§ **WORK REQUIRED**:
Transcribe the text below about Scry, the phone-based ROS 2 debugging tool, word for word, keeping its lines and bullets in their original order.

§ **EXCERPTED TEXT**:
☆ ☆ ☆ ☆ ☆ ☆ ☆

Scry — debug your ROS 2 robot from your phone, with an AI assistant

After 6+ years in robotics, the pattern that kept frustrating me was field debugging. When a deployed robot stops doing what it should, whoever is standing next to it is often stuck with a laptop on one knee, several terminals open, ros2 topic echo scrolling past, and logs to tail across a dozen nodes, services, and processes, all while trying to find the cause before it becomes a customer problem.

So I built Scry: an AI-first debugging tool for ROS 2 robots that runs on your phone.

How it works

Scry is two pieces:

  • scry-connect — a small Python server you run on the robot (pip install scry-connect). It uses rclpy, so it’s RMW/middleware-agnostic and works with Fast-DDS, CycloneDDS, Zenoh, and Connext. It exposes the robot’s ROS 2 graph to the phone over your own network (no cloud).
  • The Scry Android app — the thick client. It runs the AI loop, renders results, and talks to the robot.

You ask a question in plain English — “why isn’t the robot moving?” — and the AI inspects topics, nodes, services, parameters, lifecycle, TF, and logs live, then reports the likely root cause. Reads are free; anything that changes the robot (publishing, setting a parameter, calling a service, lifecycle changes) requires explicit on-screen approval first.

☆ ☆ ☆ ☆ ☆ ☆ ☆

§ **DATA LISTING**:
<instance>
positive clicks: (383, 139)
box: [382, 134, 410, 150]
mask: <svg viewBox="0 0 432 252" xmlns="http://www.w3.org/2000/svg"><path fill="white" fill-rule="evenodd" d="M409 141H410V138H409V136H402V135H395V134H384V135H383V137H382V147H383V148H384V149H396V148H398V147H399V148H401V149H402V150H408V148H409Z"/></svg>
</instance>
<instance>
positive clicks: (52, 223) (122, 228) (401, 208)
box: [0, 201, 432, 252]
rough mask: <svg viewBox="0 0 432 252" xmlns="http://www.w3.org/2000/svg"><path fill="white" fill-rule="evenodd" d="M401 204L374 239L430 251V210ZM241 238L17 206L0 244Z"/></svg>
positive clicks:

☆ ☆ ☆ ☆ ☆ ☆ ☆

§ **RESULT OF THIS EXERCISE**:
Scry — debug your ROS 2 robot from your phone, with an AI assistant

After 6+ years in robotics, the pattern that kept frustrating me was field debugging. When a deployed robot stops doing what it should, whoever is standing next to it is often stuck with a laptop on one knee, several terminals open, ros2 topic echo scrolling past, and logs to tail across a dozen nodes, services, and processes, all while trying to find the cause before it becomes a customer problem.

So I built Scry: an AI-first debugging tool for ROS 2 robots that runs on your phone.

How it works

Scry is two pieces:

  • scry-connect — a small Python server you run on the robot (pip install scry-connect). It uses rclpy, so it’s RMW/middleware-agnostic and works with Fast-DDS, CycloneDDS, Zenoh, and Connext. It exposes the robot’s ROS 2 graph to the phone over your own network (no cloud).
  • The Scry Android app — the thick client. It runs the AI loop, renders results, and talks to the robot.

You ask a question in plain English — “why isn’t the robot moving?” — and the AI inspects topics, nodes, services, parameters, lifecycle, TF, and logs live, then reports the likely root cause. Reads are free; anything that changes the robot (publishing, setting a parameter, calling a service, lifecycle changes) requires explicit on-screen approval first.